Background & Summary

The high peak brightness and femtosecond duration of X-ray pulses provided by X-ray free-electron lasers (XFELs) enable acquisition of essentially radiation damage free diffraction data1. This allows structure determination of highly damage-prone systems such as metalloproteins2,3. Moreover, XFELs afford data collection of small and/or weakly diffracting particles including microcrystals kept at room temperature. Diffraction at room temperature is of particular interest since it opens the door for time-resolved experiments4,5,6. For all these reasons beam time at XFELs is heavily oversubscribed. Thus, XFELs providing pulses at MHz repetition rate instead of 10–120 Hz, have been awaited eagerly. The European XFEL (EuXFEL) near Hamburg is the first MHz XFEL; the facility has accepted users since September 2017.

**Stored data:**
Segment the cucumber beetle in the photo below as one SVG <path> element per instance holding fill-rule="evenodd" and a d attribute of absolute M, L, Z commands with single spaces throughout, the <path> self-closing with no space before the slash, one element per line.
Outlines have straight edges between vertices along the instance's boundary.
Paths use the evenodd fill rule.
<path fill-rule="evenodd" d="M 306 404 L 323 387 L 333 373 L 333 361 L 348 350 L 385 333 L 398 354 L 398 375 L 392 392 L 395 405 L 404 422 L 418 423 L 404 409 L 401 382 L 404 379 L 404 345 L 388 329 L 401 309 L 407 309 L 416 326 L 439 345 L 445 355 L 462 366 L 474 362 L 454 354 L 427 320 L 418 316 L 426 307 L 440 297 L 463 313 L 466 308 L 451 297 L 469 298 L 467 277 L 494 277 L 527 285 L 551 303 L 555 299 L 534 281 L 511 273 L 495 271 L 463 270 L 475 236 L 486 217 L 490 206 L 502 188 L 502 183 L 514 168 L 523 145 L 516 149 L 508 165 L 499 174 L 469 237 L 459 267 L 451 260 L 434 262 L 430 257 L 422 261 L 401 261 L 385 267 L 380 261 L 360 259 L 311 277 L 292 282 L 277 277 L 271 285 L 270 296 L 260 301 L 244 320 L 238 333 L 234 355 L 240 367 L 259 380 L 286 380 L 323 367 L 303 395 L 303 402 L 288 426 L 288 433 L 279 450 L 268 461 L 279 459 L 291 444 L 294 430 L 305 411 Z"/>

---

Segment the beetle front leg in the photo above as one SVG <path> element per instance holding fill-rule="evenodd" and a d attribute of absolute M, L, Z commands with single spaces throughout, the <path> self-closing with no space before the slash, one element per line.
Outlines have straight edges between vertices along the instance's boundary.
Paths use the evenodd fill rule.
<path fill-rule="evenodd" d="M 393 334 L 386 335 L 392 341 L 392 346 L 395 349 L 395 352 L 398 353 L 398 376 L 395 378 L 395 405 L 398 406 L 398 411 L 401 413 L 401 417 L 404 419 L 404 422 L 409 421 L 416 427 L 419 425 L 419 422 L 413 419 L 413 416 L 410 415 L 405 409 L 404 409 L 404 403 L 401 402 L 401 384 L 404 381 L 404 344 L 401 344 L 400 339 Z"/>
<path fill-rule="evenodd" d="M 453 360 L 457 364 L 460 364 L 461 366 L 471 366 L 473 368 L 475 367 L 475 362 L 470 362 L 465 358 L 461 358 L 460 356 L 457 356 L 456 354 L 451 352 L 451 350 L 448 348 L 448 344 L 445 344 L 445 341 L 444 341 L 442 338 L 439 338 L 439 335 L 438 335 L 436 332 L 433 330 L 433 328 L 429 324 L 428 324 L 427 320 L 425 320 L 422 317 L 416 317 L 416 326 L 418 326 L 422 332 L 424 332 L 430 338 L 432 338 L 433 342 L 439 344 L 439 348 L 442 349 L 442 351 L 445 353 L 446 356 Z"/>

**What is needed:** According to the background passage on X-ray free-electron lasers, since when has the European XFEL accepted users?

**Written solution:** Since September 2017.